§ **Description of the task**
Transcribe exactly the line in which "In the photo above, where can the chrome" occurs, plus every line that comes after it up to the end of the entries.

§ **Extracted records**
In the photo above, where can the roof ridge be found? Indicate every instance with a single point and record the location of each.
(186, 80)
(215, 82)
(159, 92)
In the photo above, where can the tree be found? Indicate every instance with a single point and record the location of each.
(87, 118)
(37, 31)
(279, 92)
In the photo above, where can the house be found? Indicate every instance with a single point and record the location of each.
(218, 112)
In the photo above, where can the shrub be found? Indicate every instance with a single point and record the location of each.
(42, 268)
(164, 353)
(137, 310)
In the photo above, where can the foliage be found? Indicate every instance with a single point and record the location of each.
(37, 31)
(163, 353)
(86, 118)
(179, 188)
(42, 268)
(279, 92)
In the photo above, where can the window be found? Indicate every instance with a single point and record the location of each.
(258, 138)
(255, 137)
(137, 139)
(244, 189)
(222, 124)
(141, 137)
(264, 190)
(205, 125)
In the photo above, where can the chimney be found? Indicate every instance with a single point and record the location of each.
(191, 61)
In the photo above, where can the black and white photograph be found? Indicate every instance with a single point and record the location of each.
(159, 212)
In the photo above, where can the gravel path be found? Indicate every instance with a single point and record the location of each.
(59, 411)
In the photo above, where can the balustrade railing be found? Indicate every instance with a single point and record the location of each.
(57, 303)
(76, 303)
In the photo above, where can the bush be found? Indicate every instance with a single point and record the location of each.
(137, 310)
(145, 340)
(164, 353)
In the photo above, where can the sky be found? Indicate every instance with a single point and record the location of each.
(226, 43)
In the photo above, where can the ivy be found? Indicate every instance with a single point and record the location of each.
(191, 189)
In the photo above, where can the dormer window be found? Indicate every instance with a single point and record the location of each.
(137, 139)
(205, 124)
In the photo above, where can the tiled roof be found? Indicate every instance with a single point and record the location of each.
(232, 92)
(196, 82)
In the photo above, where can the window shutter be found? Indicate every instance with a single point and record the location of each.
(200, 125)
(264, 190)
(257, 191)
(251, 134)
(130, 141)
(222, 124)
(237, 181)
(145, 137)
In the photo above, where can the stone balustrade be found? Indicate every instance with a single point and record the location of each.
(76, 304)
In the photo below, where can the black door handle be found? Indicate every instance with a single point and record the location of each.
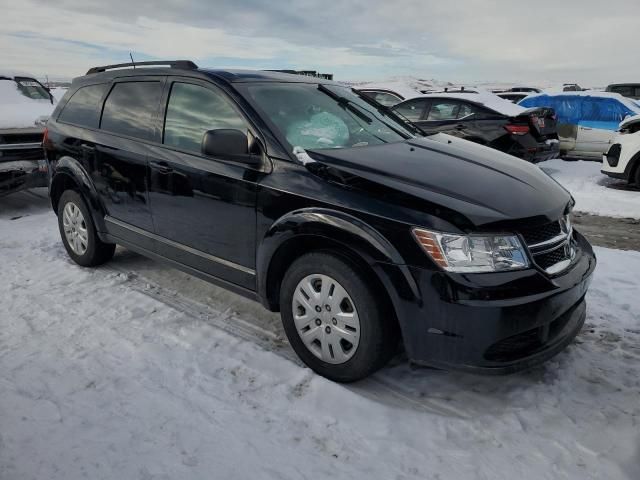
(162, 167)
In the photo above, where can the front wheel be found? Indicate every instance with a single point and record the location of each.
(333, 318)
(78, 232)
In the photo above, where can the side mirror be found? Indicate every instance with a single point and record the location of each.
(228, 144)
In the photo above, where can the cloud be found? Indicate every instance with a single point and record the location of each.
(465, 40)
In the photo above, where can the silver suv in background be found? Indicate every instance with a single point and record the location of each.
(25, 106)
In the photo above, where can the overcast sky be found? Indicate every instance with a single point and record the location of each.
(591, 42)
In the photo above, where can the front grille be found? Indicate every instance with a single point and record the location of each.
(549, 259)
(527, 343)
(13, 138)
(540, 234)
(549, 245)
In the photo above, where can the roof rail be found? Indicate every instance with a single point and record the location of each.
(182, 64)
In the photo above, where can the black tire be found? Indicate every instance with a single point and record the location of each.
(97, 252)
(378, 332)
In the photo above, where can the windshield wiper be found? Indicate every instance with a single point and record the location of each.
(346, 103)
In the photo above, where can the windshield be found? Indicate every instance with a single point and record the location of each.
(30, 88)
(312, 116)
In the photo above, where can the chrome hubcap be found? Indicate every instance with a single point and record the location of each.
(326, 318)
(75, 228)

§ **Solved problem**
In the photo above, where can the chrome hubcap be found? Indicate every instance with a single point and record the location of each.
(326, 318)
(75, 228)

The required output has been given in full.